IC orders new pricing system for catastrophe cover by next year


THE Insurance Commission (IC) said all non-life insurance companies must adopt and implement new rates and a new rating structure for all their catastrophe risk policies starting April 2022.

Insurance Commissioner Dennis B. Funa issued Circular Letter 2021-27 dated April 12 asking the non-life industry to implement the sustainable catastrophe insurance premium rates and formally establish the Philippine Catastrophe Insurance Facility (PCIF).

He also announced a consultation with the sector to determine the rates, inviting companies to send representatives to the technical working group for the PCIF and help draw up the structure, governance and other implementation details of the facility.

“(The process will include) the commitment of the participating non-life insurance companies to adhere to the established sustainable catastrophe insurance premium rates through the compulsory cession to the PCIF,” according to the circular.

It said in surrendering the right to set rates for the facility, the industry will charge a “reasonable percentage or maximum limit” per risk and per policy as agreed by the non-life insurance sector, led by the Philippine Insurers and Reinsurers Association.

The cessions to the PCIF should start by April 2022, the IC said, in consideration of active reinsurance agreements of non-life insurers.

■ **Set exercise A**:
Extract the stretch of the article on catastrophe insurance rates from "He also announced" through "to the circular.", word for word.
The entries that follow are unrelated to the article on catastrophe insurance rates.

■ **Task inputs**:
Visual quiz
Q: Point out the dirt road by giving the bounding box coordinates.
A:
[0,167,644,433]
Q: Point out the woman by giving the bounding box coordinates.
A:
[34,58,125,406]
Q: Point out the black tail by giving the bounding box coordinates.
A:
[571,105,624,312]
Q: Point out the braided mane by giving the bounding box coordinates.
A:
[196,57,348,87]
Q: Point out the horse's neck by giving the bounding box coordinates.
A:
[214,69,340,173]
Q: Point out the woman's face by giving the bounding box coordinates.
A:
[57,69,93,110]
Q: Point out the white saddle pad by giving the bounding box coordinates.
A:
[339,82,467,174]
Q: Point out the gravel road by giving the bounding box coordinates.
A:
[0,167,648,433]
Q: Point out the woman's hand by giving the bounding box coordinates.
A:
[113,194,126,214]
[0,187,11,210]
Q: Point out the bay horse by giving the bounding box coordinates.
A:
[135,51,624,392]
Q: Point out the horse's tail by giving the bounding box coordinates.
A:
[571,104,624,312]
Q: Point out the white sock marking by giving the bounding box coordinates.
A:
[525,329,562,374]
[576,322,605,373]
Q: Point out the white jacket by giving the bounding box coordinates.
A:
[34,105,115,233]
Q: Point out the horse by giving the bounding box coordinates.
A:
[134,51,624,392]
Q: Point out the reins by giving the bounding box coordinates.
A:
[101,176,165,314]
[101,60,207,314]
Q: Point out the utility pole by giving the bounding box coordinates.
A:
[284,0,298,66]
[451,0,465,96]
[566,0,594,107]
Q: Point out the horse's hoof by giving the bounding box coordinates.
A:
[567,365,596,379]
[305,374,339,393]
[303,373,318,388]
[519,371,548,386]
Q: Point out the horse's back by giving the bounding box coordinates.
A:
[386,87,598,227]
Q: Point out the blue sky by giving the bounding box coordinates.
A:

■ **Set exercise B**:
Lay out the stretch of the entries from the line containing "Q: Point out the horse's tail" through the line containing "[101,60,207,314]" as a Markdown table with the columns Row and Line. Number each line in Row, and leave out blank lines.

■ **Exercise result A**:
He also announced a consultation with the sector to determine the rates, inviting companies to send representatives to the technical working group for the PCIF and help draw up the structure, governance and other implementation details of the facility.

“(The process will include) the commitment of the participating non-life insurance companies to adhere to the established sustainable catastrophe insurance premium rates through the compulsory cession to the PCIF,” according to the circular.

■ **Exercise result B**:
| Row | Line |
|---|---|
| 1 | Q: Point out the horse's tail by giving the bounding box coordinates. |
| 2 | A: |
| 3 | [571,104,624,312] |
| 4 | Q: Point out the white sock marking by giving the bounding box coordinates. |
| 5 | A: |
| 6 | [525,329,562,374] |
| 7 | [576,322,605,373] |
| 8 | Q: Point out the white jacket by giving the bounding box coordinates. |
| 9 | A: |
| 10 | [34,105,115,233] |
| 11 | Q: Point out the horse by giving the bounding box coordinates. |
| 12 | A: |
| 13 | [134,51,624,392] |
| 14 | Q: Point out the reins by giving the bounding box coordinates. |
| 15 | A: |
| 16 | [101,176,165,314] |
| 17 | [101,60,207,314] |